-- What this task involves --
Copy the entries below word for word, from the line with "For each target" up to and including the line with "box: [779, 563, 800, 599]".

-- Task data --
────────────────────
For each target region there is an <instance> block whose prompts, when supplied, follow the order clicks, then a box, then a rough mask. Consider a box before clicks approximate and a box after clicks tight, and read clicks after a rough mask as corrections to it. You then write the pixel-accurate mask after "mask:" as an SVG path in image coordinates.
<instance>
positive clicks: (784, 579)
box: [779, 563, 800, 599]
────────────────────
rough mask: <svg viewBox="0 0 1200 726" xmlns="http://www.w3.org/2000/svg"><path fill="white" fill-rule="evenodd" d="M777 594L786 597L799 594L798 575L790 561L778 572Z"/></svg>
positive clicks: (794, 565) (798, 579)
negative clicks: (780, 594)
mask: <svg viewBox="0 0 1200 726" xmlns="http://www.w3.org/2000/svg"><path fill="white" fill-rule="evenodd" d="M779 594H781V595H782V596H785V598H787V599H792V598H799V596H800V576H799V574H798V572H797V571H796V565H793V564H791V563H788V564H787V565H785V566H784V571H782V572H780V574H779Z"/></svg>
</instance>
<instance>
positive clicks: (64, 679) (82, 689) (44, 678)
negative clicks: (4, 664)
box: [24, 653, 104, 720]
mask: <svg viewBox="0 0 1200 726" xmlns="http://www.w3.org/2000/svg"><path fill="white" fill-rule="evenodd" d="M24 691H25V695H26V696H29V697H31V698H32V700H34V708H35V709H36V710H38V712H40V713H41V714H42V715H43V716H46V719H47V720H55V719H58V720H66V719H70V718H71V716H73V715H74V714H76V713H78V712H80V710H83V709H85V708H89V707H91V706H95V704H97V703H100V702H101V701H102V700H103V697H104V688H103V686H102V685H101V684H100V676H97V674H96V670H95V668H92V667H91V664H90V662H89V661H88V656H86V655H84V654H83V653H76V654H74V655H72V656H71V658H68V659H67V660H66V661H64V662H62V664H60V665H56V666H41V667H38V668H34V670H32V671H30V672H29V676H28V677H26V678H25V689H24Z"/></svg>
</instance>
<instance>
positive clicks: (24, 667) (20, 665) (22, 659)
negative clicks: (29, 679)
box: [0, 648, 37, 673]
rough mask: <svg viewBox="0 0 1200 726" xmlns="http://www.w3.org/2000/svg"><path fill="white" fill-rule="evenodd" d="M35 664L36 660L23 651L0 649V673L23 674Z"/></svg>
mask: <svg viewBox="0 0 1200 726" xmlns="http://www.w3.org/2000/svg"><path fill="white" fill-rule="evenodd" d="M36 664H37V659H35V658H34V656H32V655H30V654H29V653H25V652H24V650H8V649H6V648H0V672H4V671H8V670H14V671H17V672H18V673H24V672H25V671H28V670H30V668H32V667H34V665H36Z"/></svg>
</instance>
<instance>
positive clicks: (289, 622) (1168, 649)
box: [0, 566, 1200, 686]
────────────────────
-- Your solution --
For each target region there is an <instance> block whose prompts, when supplied, follow the order clicks, then a box, then a rough mask. Consider a box before clicks approximate and a box after clicks tight, and read clicks after a rough mask as corrections to it. You then write the pixel-accurate mask after "mask:" as an SVG path in image coordinates.
<instance>
positive clicks: (784, 579)
box: [779, 563, 800, 599]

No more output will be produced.